Stated task.
Reproduce the material below, changing "green leaf" to "maple leaf" and leaving every other character as it is.
------------------------------
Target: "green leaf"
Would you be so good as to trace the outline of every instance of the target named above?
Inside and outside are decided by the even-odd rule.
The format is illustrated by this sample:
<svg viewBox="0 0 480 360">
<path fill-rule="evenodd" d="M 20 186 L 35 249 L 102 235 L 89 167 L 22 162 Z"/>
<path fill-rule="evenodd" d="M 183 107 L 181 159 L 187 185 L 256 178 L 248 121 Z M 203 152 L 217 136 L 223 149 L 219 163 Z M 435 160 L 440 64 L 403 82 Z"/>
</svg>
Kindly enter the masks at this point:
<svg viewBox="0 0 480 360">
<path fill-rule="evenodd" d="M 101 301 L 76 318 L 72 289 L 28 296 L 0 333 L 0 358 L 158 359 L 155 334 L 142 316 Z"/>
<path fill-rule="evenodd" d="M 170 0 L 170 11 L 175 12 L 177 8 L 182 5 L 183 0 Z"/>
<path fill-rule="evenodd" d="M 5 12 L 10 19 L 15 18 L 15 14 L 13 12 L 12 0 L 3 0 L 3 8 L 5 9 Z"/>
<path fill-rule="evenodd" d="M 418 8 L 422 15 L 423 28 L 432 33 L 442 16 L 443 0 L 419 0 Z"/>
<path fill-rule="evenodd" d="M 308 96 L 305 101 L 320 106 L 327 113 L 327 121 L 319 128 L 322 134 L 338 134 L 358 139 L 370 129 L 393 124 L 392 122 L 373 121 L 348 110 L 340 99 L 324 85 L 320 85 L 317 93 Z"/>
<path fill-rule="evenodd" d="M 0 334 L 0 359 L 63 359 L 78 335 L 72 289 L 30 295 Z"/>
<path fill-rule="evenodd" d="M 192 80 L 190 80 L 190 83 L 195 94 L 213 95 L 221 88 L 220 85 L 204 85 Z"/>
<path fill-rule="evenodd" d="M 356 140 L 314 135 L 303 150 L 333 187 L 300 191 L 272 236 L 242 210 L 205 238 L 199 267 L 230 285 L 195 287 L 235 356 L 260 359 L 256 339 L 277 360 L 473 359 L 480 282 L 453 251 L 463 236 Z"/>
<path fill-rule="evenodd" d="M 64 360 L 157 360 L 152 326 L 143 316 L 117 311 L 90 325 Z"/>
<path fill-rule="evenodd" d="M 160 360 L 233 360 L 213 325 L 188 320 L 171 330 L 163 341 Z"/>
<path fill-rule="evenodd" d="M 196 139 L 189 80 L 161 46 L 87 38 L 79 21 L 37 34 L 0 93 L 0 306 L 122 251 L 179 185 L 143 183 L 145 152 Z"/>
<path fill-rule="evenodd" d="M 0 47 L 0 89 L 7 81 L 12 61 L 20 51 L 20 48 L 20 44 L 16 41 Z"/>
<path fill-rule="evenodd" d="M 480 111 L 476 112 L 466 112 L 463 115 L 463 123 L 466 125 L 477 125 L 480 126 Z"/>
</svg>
------------------------------
Exercise output.
Target: "maple leaf"
Would you be so good as to trace the outline of every instance of the target named above?
Inside and outside are decided by the even-odd rule.
The format is illustrated by this sample:
<svg viewBox="0 0 480 360">
<path fill-rule="evenodd" d="M 20 186 L 35 249 L 102 235 L 89 167 L 22 162 Z"/>
<path fill-rule="evenodd" d="M 183 107 L 181 159 L 187 185 L 256 178 L 248 121 Z M 203 152 L 217 136 L 223 149 L 219 163 Z M 435 160 L 440 64 L 403 82 Z"/>
</svg>
Kindly enter the masks at this point:
<svg viewBox="0 0 480 360">
<path fill-rule="evenodd" d="M 101 301 L 76 318 L 72 289 L 28 296 L 0 333 L 0 358 L 158 359 L 155 334 L 142 316 Z"/>
<path fill-rule="evenodd" d="M 170 0 L 170 11 L 175 12 L 177 8 L 182 5 L 183 0 Z"/>
<path fill-rule="evenodd" d="M 5 12 L 10 19 L 15 18 L 15 14 L 13 12 L 12 0 L 3 0 L 3 8 L 5 9 Z"/>
<path fill-rule="evenodd" d="M 418 8 L 422 15 L 423 28 L 432 33 L 442 16 L 443 0 L 419 0 Z"/>
<path fill-rule="evenodd" d="M 308 96 L 305 101 L 320 106 L 327 113 L 327 121 L 319 128 L 322 134 L 338 134 L 358 139 L 370 129 L 393 124 L 392 122 L 373 121 L 348 110 L 340 99 L 324 85 L 320 85 L 317 93 Z"/>
<path fill-rule="evenodd" d="M 0 334 L 0 359 L 63 359 L 78 335 L 72 289 L 30 295 Z"/>
<path fill-rule="evenodd" d="M 192 80 L 190 80 L 190 83 L 195 94 L 213 95 L 221 88 L 220 85 L 204 85 Z"/>
<path fill-rule="evenodd" d="M 356 140 L 314 135 L 303 150 L 333 187 L 300 191 L 272 236 L 242 210 L 205 238 L 199 267 L 230 285 L 195 287 L 235 356 L 260 359 L 256 339 L 277 360 L 473 359 L 480 282 L 453 251 L 463 236 Z"/>
<path fill-rule="evenodd" d="M 64 360 L 157 360 L 152 326 L 143 316 L 117 311 L 90 325 Z"/>
<path fill-rule="evenodd" d="M 160 360 L 233 360 L 213 325 L 188 320 L 171 330 L 163 341 Z"/>
<path fill-rule="evenodd" d="M 196 139 L 189 80 L 161 46 L 87 38 L 79 21 L 37 34 L 0 93 L 0 306 L 122 251 L 179 185 L 143 183 L 145 152 Z"/>
<path fill-rule="evenodd" d="M 0 47 L 0 89 L 7 81 L 12 61 L 20 51 L 20 48 L 20 44 L 16 41 Z"/>
<path fill-rule="evenodd" d="M 480 111 L 476 112 L 466 112 L 463 115 L 463 123 L 466 125 L 477 125 L 480 126 Z"/>
</svg>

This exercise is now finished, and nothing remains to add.